■ 목표
아래에 있는 줄 가운데 "segment"라는 단어가 들어 있는 줄을 모두 골라 옮겨 적으십시오.

*** 주어진 줄

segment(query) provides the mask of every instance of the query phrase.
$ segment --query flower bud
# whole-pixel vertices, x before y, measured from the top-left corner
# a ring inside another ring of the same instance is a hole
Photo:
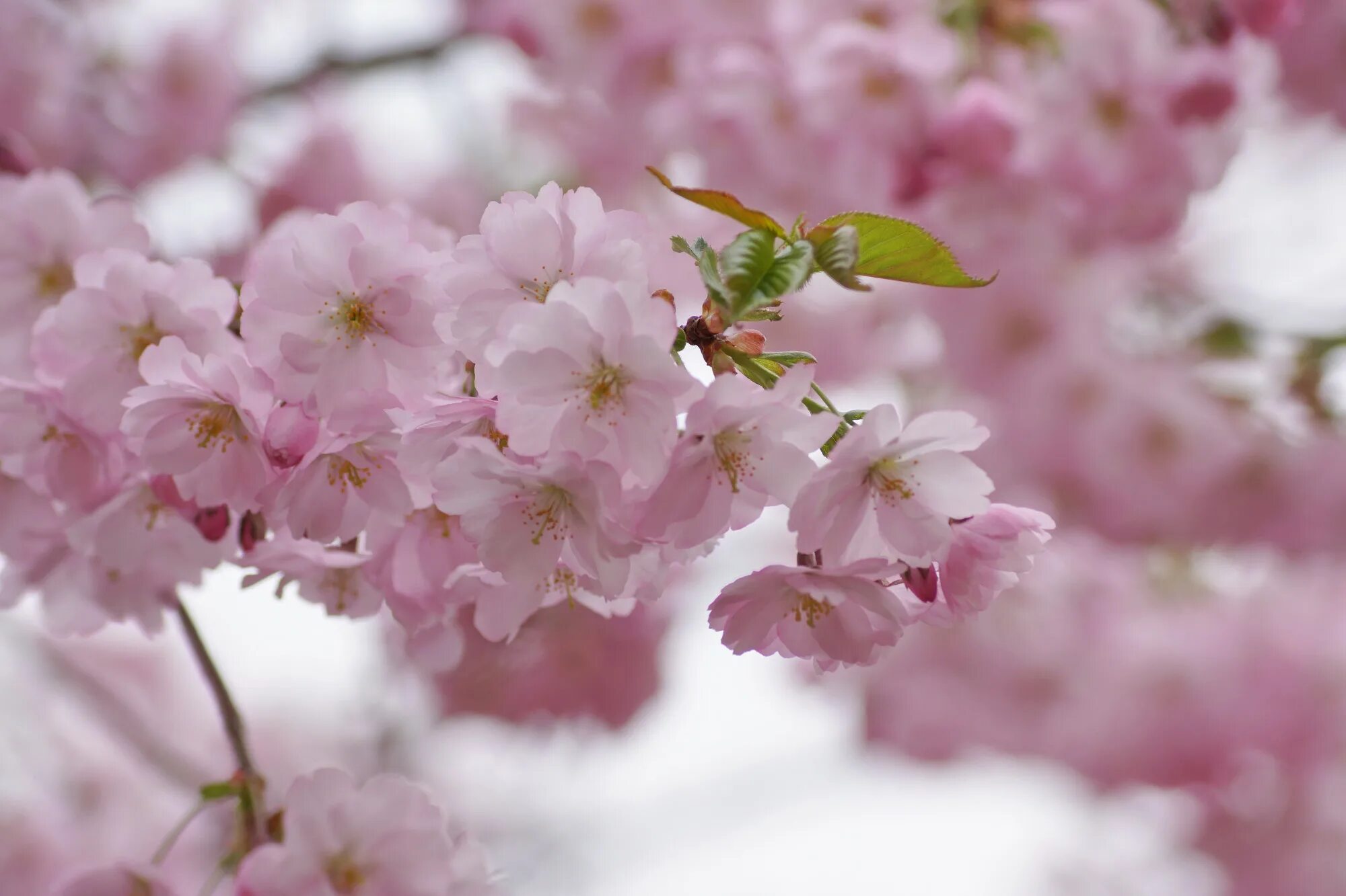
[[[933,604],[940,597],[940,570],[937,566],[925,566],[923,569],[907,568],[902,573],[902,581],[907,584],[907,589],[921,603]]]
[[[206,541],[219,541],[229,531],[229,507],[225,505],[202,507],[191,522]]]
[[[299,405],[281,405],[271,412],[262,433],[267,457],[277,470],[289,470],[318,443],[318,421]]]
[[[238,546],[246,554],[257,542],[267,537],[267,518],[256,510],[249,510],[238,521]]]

******
*** 주어진 줄

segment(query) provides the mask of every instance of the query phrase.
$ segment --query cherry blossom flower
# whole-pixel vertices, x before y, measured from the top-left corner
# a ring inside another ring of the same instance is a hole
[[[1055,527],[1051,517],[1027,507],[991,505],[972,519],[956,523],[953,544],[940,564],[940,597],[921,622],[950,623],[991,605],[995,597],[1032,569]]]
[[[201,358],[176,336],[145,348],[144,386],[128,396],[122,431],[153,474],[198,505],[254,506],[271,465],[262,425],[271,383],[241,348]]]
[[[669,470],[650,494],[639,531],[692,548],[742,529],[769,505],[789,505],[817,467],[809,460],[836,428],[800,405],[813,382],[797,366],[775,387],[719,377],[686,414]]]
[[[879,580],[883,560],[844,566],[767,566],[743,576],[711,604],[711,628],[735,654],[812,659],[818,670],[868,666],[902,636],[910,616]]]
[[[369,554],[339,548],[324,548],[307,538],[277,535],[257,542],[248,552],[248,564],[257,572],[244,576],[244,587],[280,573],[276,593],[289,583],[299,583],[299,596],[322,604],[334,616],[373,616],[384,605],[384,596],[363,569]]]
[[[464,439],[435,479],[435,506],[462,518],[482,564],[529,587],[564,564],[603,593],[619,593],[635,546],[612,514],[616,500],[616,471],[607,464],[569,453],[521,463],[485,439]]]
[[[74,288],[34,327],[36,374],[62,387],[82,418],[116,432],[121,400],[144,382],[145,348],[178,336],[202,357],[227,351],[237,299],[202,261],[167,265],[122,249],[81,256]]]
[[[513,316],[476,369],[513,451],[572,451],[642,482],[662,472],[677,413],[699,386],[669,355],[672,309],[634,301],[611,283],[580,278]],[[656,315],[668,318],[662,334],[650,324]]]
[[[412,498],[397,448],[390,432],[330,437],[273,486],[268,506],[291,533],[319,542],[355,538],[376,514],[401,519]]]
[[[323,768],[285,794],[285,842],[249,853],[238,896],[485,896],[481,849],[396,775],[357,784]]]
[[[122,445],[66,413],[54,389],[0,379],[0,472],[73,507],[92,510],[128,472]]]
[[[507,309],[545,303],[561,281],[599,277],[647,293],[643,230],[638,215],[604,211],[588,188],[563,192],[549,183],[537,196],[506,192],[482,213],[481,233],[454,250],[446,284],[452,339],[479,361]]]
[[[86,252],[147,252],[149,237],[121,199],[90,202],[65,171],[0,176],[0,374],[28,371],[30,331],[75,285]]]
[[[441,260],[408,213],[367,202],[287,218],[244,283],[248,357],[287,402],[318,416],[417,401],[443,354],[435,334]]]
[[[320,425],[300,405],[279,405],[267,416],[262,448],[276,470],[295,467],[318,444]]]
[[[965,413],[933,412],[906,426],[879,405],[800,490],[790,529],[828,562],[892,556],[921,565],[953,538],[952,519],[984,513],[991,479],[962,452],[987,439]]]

******

■ 문제 풀이
segment(query) provides the mask of every instance of the query phrase.
$ segment --query flower bud
segment(query) provides the mask of every instance of the query phrase.
$ segment --query cherry blossom flower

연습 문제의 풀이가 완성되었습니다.